Consigne: Dans le texte sur Jacques Villeret, recopiez s'il vous plaît le passage allant de «Dès sa sortie» jusqu'à «au cinéma surtout.», en substituant «Pierrot» à «Arlequin».

Texte du document:
########

Jouer, il avait toujours voulu ça. Même tout petiot, taquinant les poissons vifs des rivières de son pays natal – plus tard, il s’était acheté un étang, en Normandie, juste pour ça, pécher… –, ce môme de sous-bois et de prairies rêvait de planches, de déguisements, de coulisses. Il ne savait plus d’où était venue la vocation.
Mais il la datait. Il avait 6 ans. Pas même l’âge de raison. Il n’était pas sérieux, mais grave. Très grave. Un taiseux, le petit Villeret. Le théâtre, l’envers du décor, le spectacle. Il voulait cela. Rien que cela. On était loin du salon de coiffure de sa grand-mère où travaillait sa mère et des fêtes chaleureuses de la famille que son père, qui avait un emploi au lycée, organisait avec entrain.
N’empêche, dès son bac obtenu, Jacques Villeret, si timide, si peu sûr de lui, si complexé – car déjà il se trouve un peu trop petit –, grimpe dans le camion d’un ami des parents, débarque à Paris. Direction le cours Simon… Quand on n’est pas du sérail, dans ces années-là, c’est le seul cours qu’on connaisse. Lui, il riait en le racontant, pensait trouver là… Michel Simon. Il faut déjà bifurquer.
Mais sa détermination paye.
Il intègre le Conservatoire et forge là quelques-unes des amitiés les plus fortes de sa jeune vie d’artiste. Prof, Louis Seigner. Copains, Dussollier, Balmer. La jolie fille de la bande, c’était Nathalie Baye, discipline de danseuse et cœur à la Marivaux. Des amis. De ceux qui n’ont aucune autre ambition que de jouer Molière, Tchekhov, Shakespeare et tous les autres.
Dès sa sortie du Conservatoire, ce modeste qui ne cessait de répéter qu’il avait eu «beaucoup de chance», repéré par Serge Rousseau qui aimait l’alacrité de cet Arlequin peu sûr de lui mais qui avait déjà mis au point des numéros en solo qui arrachaient des hoquets de rire à ses potes, déjà Villeret enchaîne rôle sur rôle, au cinéma surtout.
S’il passe par le TNP, il est engagé très vite par Boisset dans RAS en 1972, Pialat, Lelouch, Stevenin, Van Effenterre, Ribes, Gilou, Arcady, etc. Un jour, celui qui ne rêvait que théâtre se rend compte qu’à force de tourner sans cesse il va passer à côté de sa vie. Un film là, une pièce ici. Le tourbillon. Des avions, des trains, des déplacements. Trois films à la fois et une pièce le soir, parfois.

########

Lignes fournies:
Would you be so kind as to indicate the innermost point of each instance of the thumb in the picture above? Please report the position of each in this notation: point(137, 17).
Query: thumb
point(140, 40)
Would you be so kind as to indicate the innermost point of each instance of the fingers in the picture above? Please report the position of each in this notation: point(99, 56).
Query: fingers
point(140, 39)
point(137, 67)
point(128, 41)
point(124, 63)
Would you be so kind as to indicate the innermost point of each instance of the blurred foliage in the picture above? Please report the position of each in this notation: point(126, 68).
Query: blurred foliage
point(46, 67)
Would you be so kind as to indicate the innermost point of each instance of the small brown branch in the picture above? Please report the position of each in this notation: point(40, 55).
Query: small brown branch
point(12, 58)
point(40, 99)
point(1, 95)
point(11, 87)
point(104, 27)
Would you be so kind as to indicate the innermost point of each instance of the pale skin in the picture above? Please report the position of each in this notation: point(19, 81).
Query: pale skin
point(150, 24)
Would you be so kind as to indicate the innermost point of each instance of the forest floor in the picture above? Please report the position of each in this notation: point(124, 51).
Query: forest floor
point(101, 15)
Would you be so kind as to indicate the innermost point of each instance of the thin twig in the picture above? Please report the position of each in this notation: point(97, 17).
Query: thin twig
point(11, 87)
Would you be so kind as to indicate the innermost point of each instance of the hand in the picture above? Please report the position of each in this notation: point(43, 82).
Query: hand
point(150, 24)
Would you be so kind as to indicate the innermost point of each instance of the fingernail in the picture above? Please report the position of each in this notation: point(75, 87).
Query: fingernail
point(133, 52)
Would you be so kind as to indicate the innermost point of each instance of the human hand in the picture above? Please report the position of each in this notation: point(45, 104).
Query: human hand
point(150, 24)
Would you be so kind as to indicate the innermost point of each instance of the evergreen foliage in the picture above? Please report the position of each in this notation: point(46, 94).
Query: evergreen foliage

########

Résultat attendu:
Dès sa sortie du Conservatoire, ce modeste qui ne cessait de répéter qu’il avait eu «beaucoup de chance», repéré par Serge Rousseau qui aimait l’alacrité de cet Pierrot peu sûr de lui mais qui avait déjà mis au point des numéros en solo qui arrachaient des hoquets de rire à ses potes, déjà Villeret enchaîne rôle sur rôle, au cinéma surtout.